### SET PROBLEM 1
Duplicate the part of the action segmentation passage between "Recent fully supervised" and "are sometimes oversegmented.", inclusive.
---------- SOURCE PASSAGE ----------
Energy-Based Inference. In energy-based inference methods, gradient descent is used at inference time as described in [23]. The goal is to minimize an energy function that measures the compatibility between the input variables and the predicted variables. This idea has been exploited for many structured prediction tasks such as image generation [8, 14], machine translation [10] and structured prediction energy networks [3]. Belanger and McCallum [2] relaxed the discrete output space for multi-label classification tasks to a continuous space and used gradient descent to approximate the solution. Gradient-based methods have also been used for other applications such as generating adversarial examples [9] and learning text embeddings [20].

3 Background

The following sections introduce all the concepts and notations required to understand the proposed FIFA methodology.

3.1 Action Segmentation

In action segmentation, we want to temporally localize all the action segments occurring in a video. In this paper, we consider the case where the actions are from a predefined set of M classes (a background class is used to cover uninteresting parts of a video). The input video of length T is usually represented as a set of d dimensional features vectors $x_{1:T} = (x_1, \dots , x_T)$. These features are extracted offline and are assumed to be the input to the action segmentation model. The output of action segmentation can be represented in two ways:

Frame-wise representation $y_{1:T} = (y_1, \dots , y_T)$ where $y_t$ represents the action label at time t.
Segment-wise representation $s_{1:N} = (s_1, \dots , s_N)$ where segment $s_n$ is represented by both the action label of the segment $c_n$ and its corresponding length $\ell _n$, i.e., $s_n = (c_n, \ell _n)$. The ordered list of actions $c_{1:N}$ is usually referred to as the transcript.

These two representations are equal and redundant, i.e., it is possible to compute one from the other. In order to transfer from the segment-wise to the frame-wise representation, we introduce a mapping $\alpha (t; c_{1:N}, \ell _{1:N})$ which outputs the action label at frame t given the segment-wise labeling.

The target labels to train a segmentation model, depend on the level of supervision. In fully supervised action segmentation [1, 26, 34], the target label for each frame is provided. However, in weakly supervised approaches [25, 30, 32] only the ordered list of action labels are provided during training while their lengths are unknown.

Recent fully supervised approaches for action segmentation like MSTCN [1] and its variants directly predict the frame-wise representation $y_{1:T}$ by choosing the action label with the highest probability for each frame independently. This results in predictions that are sometimes oversegmented.
---------- MATERIAL TO PROCESS ----------
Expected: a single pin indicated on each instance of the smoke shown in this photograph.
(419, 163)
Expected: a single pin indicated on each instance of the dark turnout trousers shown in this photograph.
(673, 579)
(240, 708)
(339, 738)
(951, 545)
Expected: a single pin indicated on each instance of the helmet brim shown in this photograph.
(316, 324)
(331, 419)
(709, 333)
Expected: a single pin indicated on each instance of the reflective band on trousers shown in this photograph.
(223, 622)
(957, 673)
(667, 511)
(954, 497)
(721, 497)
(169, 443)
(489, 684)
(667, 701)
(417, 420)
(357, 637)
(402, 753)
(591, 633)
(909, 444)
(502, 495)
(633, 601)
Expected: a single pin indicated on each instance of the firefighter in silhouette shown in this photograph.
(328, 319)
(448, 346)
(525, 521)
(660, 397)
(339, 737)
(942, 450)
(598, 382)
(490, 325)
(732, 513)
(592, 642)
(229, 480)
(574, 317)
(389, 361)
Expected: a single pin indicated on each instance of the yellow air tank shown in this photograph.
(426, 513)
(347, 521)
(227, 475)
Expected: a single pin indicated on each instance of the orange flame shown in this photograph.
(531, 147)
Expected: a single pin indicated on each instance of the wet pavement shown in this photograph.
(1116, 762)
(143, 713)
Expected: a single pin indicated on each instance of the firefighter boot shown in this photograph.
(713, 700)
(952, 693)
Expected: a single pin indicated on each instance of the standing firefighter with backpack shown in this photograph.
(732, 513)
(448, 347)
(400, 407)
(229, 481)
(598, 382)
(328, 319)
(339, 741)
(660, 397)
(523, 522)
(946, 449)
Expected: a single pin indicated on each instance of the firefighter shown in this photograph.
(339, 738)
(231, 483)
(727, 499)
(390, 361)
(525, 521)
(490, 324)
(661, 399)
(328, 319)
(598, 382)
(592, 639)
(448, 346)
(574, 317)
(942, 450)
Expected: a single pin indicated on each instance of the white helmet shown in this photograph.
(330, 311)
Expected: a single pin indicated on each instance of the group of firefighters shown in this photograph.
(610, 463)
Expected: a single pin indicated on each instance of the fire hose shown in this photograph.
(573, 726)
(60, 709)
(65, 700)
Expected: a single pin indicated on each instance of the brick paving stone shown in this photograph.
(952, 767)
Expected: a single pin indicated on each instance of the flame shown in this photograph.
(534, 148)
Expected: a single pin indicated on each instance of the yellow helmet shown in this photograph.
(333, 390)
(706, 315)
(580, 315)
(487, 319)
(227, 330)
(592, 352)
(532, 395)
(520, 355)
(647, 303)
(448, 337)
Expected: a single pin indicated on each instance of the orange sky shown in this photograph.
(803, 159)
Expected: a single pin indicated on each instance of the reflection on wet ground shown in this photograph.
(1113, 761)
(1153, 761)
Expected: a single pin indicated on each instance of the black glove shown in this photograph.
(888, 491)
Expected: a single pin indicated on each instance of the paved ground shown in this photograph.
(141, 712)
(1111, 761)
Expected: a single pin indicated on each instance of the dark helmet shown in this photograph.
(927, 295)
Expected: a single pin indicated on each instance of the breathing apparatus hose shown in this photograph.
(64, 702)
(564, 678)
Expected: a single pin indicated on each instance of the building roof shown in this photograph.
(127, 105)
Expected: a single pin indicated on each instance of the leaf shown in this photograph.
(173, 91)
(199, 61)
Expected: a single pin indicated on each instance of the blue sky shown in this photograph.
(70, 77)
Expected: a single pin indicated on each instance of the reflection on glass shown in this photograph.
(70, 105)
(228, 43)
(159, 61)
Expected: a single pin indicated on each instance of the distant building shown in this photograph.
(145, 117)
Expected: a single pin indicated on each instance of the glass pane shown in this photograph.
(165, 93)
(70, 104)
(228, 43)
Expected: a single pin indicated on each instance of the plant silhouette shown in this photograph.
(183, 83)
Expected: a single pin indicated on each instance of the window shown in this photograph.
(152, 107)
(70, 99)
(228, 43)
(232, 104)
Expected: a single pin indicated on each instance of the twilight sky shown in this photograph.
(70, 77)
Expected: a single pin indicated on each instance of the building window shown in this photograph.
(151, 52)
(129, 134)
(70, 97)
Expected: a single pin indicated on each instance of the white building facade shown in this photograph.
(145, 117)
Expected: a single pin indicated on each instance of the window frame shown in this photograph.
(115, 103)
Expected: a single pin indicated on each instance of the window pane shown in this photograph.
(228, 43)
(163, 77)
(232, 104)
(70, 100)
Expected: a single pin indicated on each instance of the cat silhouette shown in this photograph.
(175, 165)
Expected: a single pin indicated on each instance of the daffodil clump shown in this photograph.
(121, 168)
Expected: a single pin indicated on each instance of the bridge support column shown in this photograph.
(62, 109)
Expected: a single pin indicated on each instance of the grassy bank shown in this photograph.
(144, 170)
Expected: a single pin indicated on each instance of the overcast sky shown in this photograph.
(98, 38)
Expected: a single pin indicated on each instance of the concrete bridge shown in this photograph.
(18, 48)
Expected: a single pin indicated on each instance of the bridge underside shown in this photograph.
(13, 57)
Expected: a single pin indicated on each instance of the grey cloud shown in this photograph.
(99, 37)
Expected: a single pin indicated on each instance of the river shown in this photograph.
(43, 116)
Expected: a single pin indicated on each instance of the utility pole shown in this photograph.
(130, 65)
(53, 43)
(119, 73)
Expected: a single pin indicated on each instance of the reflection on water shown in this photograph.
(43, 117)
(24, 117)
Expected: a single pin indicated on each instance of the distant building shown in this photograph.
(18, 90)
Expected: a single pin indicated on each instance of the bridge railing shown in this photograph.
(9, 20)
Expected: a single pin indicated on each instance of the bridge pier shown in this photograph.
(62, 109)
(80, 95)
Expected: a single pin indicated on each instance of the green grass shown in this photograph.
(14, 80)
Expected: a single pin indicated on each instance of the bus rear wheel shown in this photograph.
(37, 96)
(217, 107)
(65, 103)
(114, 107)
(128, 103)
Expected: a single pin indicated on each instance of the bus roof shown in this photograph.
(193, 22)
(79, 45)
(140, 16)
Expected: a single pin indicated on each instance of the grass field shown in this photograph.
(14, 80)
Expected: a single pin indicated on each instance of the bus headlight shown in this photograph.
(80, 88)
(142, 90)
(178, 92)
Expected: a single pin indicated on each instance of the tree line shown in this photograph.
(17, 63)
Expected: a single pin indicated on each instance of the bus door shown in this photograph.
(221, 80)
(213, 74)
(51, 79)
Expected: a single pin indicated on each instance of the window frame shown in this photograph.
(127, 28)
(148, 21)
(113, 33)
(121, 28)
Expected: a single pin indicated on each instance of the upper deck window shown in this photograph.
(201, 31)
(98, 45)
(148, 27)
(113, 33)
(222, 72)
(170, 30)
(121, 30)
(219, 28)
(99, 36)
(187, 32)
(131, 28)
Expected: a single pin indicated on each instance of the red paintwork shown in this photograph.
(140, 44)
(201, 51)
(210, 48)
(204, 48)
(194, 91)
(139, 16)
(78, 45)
----------
### SET PROBLEM 2
Display every line of the records that contains the string "helmet".

### TASK RESPONSE 1
Recent fully supervised approaches for action segmentation like MSTCN [1] and its variants directly predict the frame-wise representation $y_{1:T}$ by choosing the action label with the highest probability for each frame independently. This results in predictions that are sometimes oversegmented.

### TASK RESPONSE 2
Expected: a single pin indicated on each instance of the helmet brim shown in this photograph.
Expected: a single pin indicated on each instance of the white helmet shown in this photograph.
Expected: a single pin indicated on each instance of the yellow helmet shown in this photograph.
Expected: a single pin indicated on each instance of the dark helmet shown in this photograph.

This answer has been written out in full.